___ Data for this task
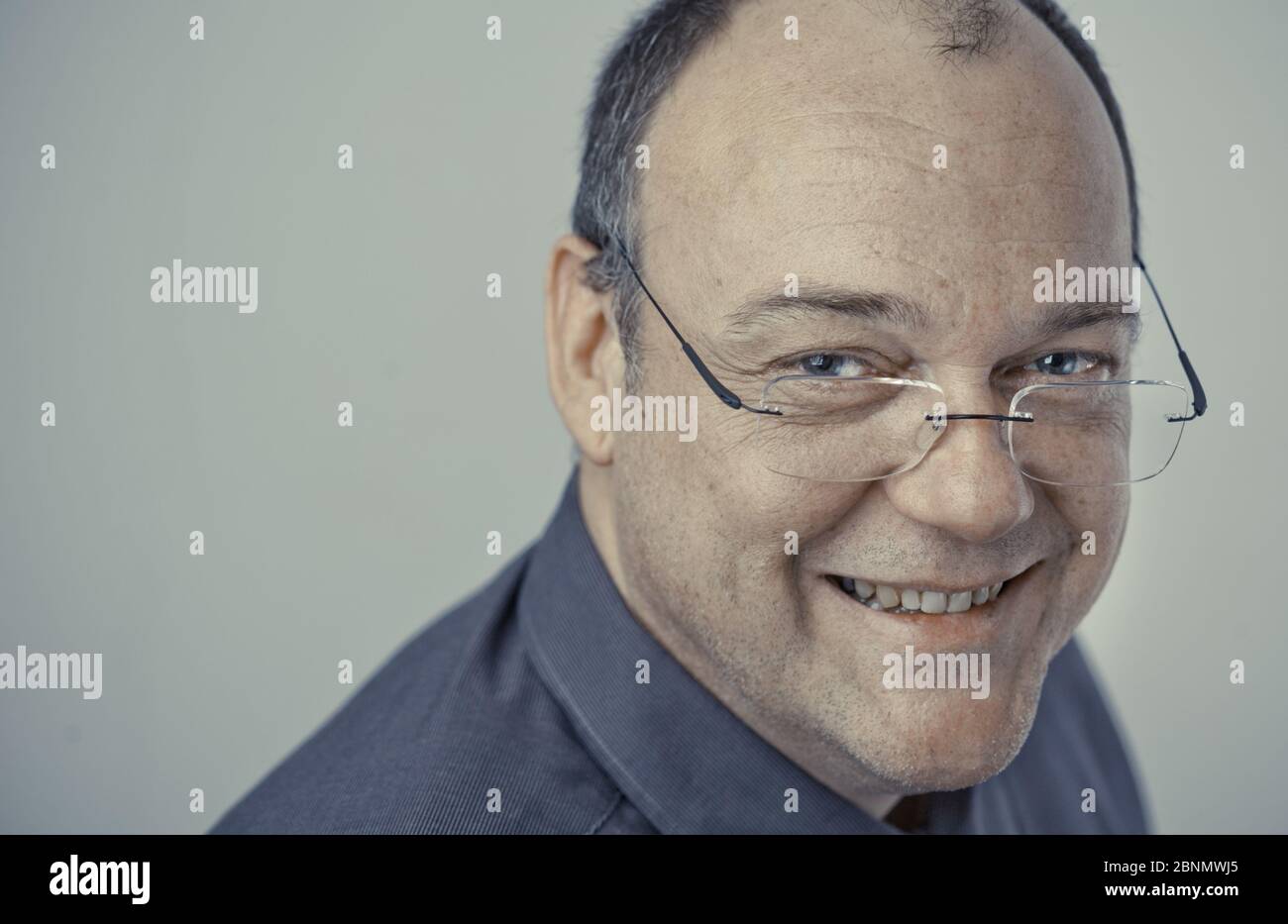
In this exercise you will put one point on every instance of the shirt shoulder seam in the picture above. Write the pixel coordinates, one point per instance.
(603, 819)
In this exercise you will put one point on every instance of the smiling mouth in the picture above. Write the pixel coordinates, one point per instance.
(912, 600)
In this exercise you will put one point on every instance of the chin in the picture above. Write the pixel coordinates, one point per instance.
(936, 740)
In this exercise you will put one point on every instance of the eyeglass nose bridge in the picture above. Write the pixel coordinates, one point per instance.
(939, 421)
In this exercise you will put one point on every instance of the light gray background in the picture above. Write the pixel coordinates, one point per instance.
(326, 544)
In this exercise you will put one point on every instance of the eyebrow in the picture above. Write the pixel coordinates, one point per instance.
(880, 308)
(893, 310)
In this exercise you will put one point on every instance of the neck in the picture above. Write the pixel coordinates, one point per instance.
(595, 493)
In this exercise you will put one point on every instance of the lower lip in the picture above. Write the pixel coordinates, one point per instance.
(945, 620)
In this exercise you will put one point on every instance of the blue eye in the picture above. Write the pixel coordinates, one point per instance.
(1064, 363)
(833, 364)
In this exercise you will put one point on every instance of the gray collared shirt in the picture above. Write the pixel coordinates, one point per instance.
(520, 712)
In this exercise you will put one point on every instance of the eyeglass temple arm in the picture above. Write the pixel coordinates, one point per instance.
(1196, 385)
(722, 392)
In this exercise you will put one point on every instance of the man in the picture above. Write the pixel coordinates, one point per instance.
(840, 207)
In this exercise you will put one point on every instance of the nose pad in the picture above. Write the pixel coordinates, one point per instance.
(936, 425)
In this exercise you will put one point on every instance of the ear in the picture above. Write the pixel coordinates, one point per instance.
(583, 352)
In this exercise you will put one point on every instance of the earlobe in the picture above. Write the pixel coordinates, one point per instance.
(583, 354)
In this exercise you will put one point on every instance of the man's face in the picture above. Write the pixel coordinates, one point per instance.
(815, 158)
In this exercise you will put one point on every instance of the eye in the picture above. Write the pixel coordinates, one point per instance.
(833, 364)
(1064, 363)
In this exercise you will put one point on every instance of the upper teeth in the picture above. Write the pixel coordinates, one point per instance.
(883, 597)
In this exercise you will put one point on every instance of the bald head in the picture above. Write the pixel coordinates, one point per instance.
(642, 72)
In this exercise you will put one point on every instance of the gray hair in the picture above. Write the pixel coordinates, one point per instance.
(644, 63)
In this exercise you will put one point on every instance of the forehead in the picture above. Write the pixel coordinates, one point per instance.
(818, 157)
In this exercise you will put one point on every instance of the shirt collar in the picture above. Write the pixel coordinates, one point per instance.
(682, 759)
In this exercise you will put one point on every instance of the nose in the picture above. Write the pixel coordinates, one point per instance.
(967, 484)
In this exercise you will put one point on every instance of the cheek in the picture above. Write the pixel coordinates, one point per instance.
(1094, 520)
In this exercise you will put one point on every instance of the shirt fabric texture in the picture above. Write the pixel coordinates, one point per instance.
(524, 699)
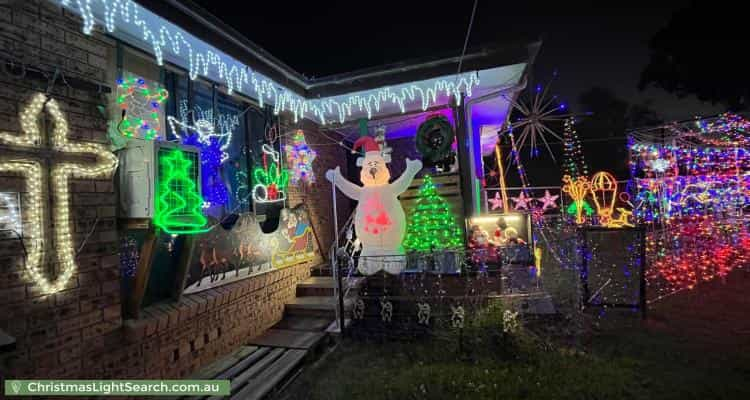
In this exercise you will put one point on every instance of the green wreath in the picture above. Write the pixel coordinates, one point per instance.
(434, 139)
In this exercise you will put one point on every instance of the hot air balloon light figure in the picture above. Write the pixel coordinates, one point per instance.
(577, 190)
(604, 191)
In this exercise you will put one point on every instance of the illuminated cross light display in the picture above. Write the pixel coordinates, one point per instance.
(30, 168)
(10, 213)
(205, 60)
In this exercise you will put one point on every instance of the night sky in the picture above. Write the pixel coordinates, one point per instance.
(587, 43)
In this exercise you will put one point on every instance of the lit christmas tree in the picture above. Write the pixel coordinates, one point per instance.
(574, 164)
(178, 203)
(431, 226)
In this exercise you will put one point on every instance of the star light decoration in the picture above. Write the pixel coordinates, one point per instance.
(537, 110)
(496, 202)
(548, 200)
(522, 202)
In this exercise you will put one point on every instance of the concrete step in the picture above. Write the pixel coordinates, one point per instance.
(315, 306)
(324, 285)
(303, 323)
(289, 339)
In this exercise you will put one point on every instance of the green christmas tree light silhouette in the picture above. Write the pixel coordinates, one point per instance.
(178, 204)
(432, 225)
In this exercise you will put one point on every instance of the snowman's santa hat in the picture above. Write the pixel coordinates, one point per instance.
(371, 148)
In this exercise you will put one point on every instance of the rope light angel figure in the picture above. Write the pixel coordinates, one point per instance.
(203, 133)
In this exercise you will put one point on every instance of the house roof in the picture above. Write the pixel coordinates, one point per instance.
(185, 34)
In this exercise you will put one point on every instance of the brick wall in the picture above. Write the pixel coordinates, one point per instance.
(79, 332)
(318, 196)
(53, 331)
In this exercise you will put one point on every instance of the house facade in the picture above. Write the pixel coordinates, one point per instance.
(93, 284)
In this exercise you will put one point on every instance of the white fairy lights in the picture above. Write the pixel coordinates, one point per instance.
(205, 60)
(60, 175)
(9, 218)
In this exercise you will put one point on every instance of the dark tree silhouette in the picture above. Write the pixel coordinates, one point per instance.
(603, 131)
(700, 52)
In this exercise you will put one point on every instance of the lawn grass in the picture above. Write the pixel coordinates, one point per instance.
(630, 363)
(695, 345)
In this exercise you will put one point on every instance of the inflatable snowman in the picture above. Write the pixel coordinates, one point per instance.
(379, 219)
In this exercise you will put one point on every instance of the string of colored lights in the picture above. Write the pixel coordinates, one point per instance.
(203, 59)
(574, 164)
(60, 175)
(132, 92)
(299, 157)
(692, 193)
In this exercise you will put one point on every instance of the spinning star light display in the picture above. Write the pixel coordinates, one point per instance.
(537, 111)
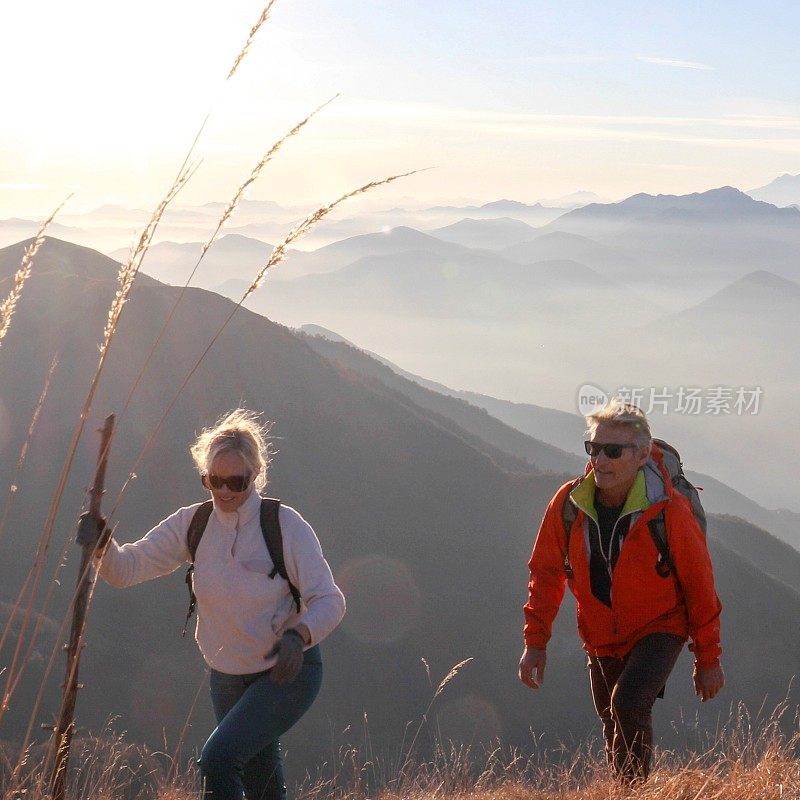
______
> Brief
Pictures aside, repeat every entry exactly as written.

> Answer to this problem
In this exercise you will put one point on every instance of the shirt shoulder seam in the picture above. Write the pixel coordinates, one point per instance.
(603, 819)
In this exercise you will put one point on every instance of the smiling mouth in the picture above. Write the pixel coordinates, one point per instance.
(912, 600)
In this exercise you will put one point on every instance of the chin in the picture above. Write the pixel coordinates, one point per instance.
(936, 740)
In this exercise you will put one point on every instance of the eyeglass nose bridge in the picture above. Write the pixel coordinates, one point per instance.
(939, 421)
In this exercise you will put one point on every instance of the light gray background in the picture above. Write the pixel coordinates, one point per instance.
(326, 544)
In this exercise you will put one point on every instance of the eyebrow in the picture above. Write the pixel coordinates, one point per instance.
(880, 308)
(893, 310)
In this exercise you will put one point on every instance of the neck in the picture above. Write the pixel coordinates, one point per instance.
(595, 493)
In this exercise you will put one point on every instance of the lower lip in the picture above. Write the pixel coordinates, one point per instance.
(945, 620)
In this exercise you will put one point on every instance of the blue eye in the picture above. Write the pixel coordinates, one point per instance.
(1064, 363)
(833, 364)
In this exercise you will put one point on every instance of the gray collared shirt in the picture above. Write the pixel coordinates, one point per instance.
(520, 712)
In this exercise you will put one point on every instance of the eyeglass temple arm in the picture above. Write the pixel coordinates, one point per instance.
(1196, 385)
(722, 392)
In this exercise you will put one point on every instance of the man in the picture above. Write the pixel coordinates, one point per instance.
(840, 207)
In this exercise you will put one point on every instance of the nose pad in the picture above. Write the pixel coordinates, one point per instance.
(936, 425)
In this exercise you will put one point on every instance of the ear in the picture above. Write the pixel coordinates, one point per instance.
(583, 352)
In this exercise you will put one point on every instance of the earlobe in the picture above. Write the pixel coordinates, one point per instance.
(583, 354)
In this exercise you will put one point on every instance of the man's face in the picture above. Write the pixel coordinates, one point per instance.
(815, 158)
In this exercise you will put one point on every instance of the eye in the picture above. Write the pixel coordinates, one point per instance.
(833, 364)
(1064, 363)
In this exercise you will put one point on every instance of the upper teeth in the picture above. Write the pixel coordinates, one point per instance.
(883, 597)
In this exercise you will put one point on every instance of the bald head in the picture above. Write the pixel coordinates, one point per instance.
(642, 72)
In this exercise you will put one point on every instance of the gray hair in the picture above. Write the pixel coordinates, one point per instance.
(644, 63)
In this exercise you will put one point on every instance of the forehead in the picture above. Write the pixel coordinates, one point per instance.
(818, 157)
In this exercise you will put one point on every instance of the shirt collar in the picture above. Write the pixel coordinates, one point per instance.
(682, 759)
In this exercise you will put one point on every instance of the nose in the picture above. Write the pixel coordinates, one point per instance.
(967, 484)
In this exercise you will put one point on every instance of the cheek in the picture above. Write the pixel coordinates, one point per instance.
(1094, 520)
In this exercise you will put one point on every instance of the shirt fabric texture in the picture above. Write the pixel coordinates, one point per instance.
(524, 699)
In this exercise you will put one point on every instance of the green wreath in the picture above. Write the pixel coordinates, one point per instance.
(434, 139)
In this exercise you will put one point on every instance of the hot air balloon light figure in the picture above. Write the pixel coordinates, one point per instance.
(577, 190)
(604, 191)
In this exercise you will put one point on every instance of the illuminated cross light display in the picture above. Write the pixel coordinates, one point per instance.
(30, 168)
(10, 213)
(205, 60)
In this exercise you will put one point on every instance of the night sky in the picture above. Write the pixel coordinates, one point per instance.
(587, 43)
In this exercise you will put one point on every instance of the lit christmas tree in the picture above. Write the pixel coordinates, one point per instance.
(574, 164)
(178, 203)
(431, 226)
In this exercise you will put one point on every instance of the star light decoration in the picture above. Write the pixel coordinates, one point per instance.
(537, 110)
(496, 202)
(548, 200)
(522, 202)
In this exercise you will put one point on every instance of the concrete step in the picture above. Write the pixel coordinates, one point per instance.
(315, 306)
(324, 285)
(303, 323)
(289, 339)
In this exercise you will put one point on every instance of the green christmas tree light silhouette in the picture above. Write the pixel coordinates, one point per instance.
(178, 204)
(432, 225)
In this exercise you will put one point on every instance of the snowman's santa hat in the picture above. Write the pixel coordinates, one point per instance.
(371, 148)
In this exercise you will put one point on every instance of the rope light angel figure in the picture above. Write the pixel coordinates, one point per instance.
(203, 133)
In this exercise you will put one point on every instance of the house roof in the picture above. Write the pixel coordinates, one point per instance.
(185, 34)
In this exercise you will put one point on every instance of the brick wall in the picture above. Write the pixel coordinates, one point per instance.
(79, 332)
(318, 196)
(53, 331)
In this exercise you will put one point on every instance of the house facade in the picture above. Write the pixel coordinates, one point per instance.
(93, 284)
In this exercise you will put one point on every instance of the white fairy lights in the picture above. Write the pixel coordinates, one point per instance.
(205, 60)
(60, 175)
(9, 218)
In this exercise you will put one point on every instance of the dark tree silhouette in the picture above. Write the pixel coordinates, one point per instance.
(603, 131)
(700, 52)
In this exercise you will put one point on every instance of the lawn grass in the picture above. Write the pixel coordinates, one point per instance.
(630, 363)
(695, 345)
In this exercise you will put one point on every instance of the inflatable snowman in the picture above. Write the pixel coordinates, one point per instance.
(379, 219)
In this exercise you will put one point on every instance of the string of colored lights in the picture above. Write the pixel coordinates, one point per instance.
(203, 59)
(574, 164)
(60, 175)
(132, 92)
(299, 157)
(692, 193)
In this exercise you will put one point on every instance of the spinning star light display in the picture above. Write the pixel coordinates, one point per instance.
(537, 111)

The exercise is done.